** Opening Document excerpt block **

China-based JA Solar Holdings Co., Ltd., announced that their 60-cell PV modules (assembled by moni-Si PERC cells) have exceeded 325W (326.67W, certified by TÜV SÜD), which is a new world record for that type of solar panel. 

“Setting a new world record of over 325W output power from a 60-cell mono-Si PV module is remarkable achievement enabled by PERC technology,” said Dr. Wei Shan, Chief Technology Officer of JA Solar.

PERC Solar Cells

JA Solar Cells - 60 Cell PERC 325MW
JA Solar Cells – 60 Cell PERC 325MW (source: au.jasolar.com)

The average power output of JA’s 60 cell PV modules using moni-Si PERC is currently 300W, so it’s great to see them advance the technology further – they’ve been working with PERC cells for a long time and are one of the market leaders in research and manufacture of these solar modules. 

JA Solar filed an invention application in 2010 for its industrial PERC cell structure and method of production, according to RenewEconomy. In 2013 they were the first company to break 20% sunlight-energy conversion efficiency by using a screen-printing metallization process – starting commercial production of the modules in 2014

PERC (Passivated Emitter and Rear Cell or Passivated Emitter and Rear Contact) technology is able to increase efficiency by allowing electrons to flow more freely.It also makes the back of solar cells more reflective, increasing efficiency again.

This is another small but significant step forward for solar panel technology, which is starting to look for alternatives to the conventional silicon cell, such as perovskite

About JA Solar 

JA Solar panels are a popular ‘tier 1’ solar panel in Australia as they are reasonably priced and perform well over a long period. They’re certainly not the most expensive panels out there and in terms of bang for buck, we are happy to recommend them to those considering installing a solar system in Australia.

** Closing Document excerpt block **
** Opening Supplied information block **

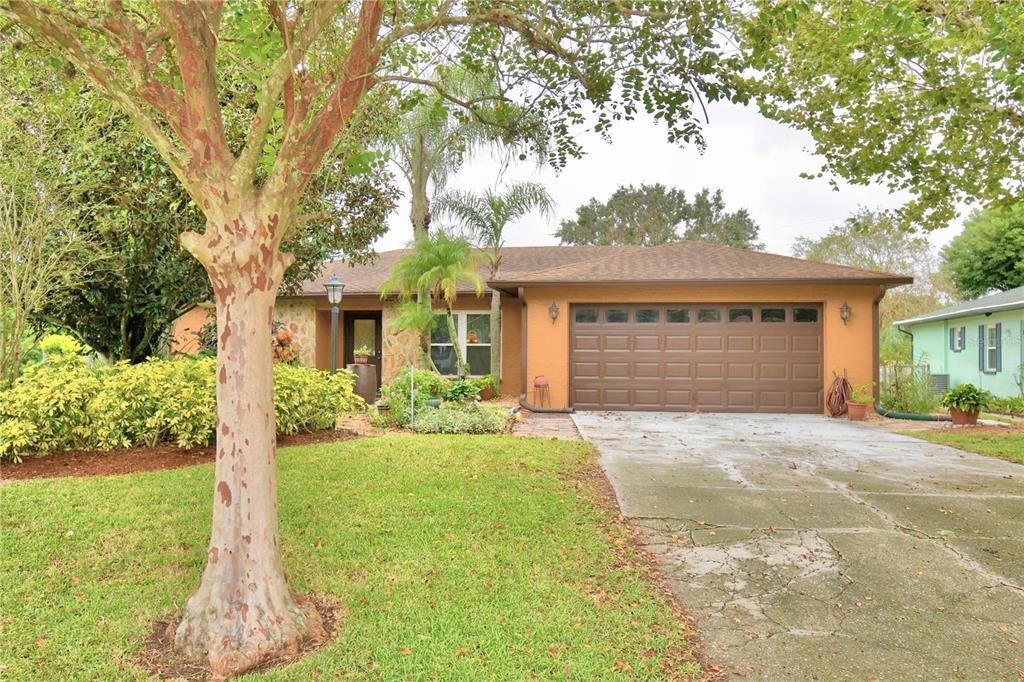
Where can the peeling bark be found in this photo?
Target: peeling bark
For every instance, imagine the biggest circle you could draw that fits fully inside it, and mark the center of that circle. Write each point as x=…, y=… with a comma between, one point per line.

** Closing Supplied information block **

** Your instructions **
What output did the 60-cell module in the JA Solar article reach, as certified by TÜV SÜD? The material comes from a different source than the JA Solar article.

** Response box **
326.67W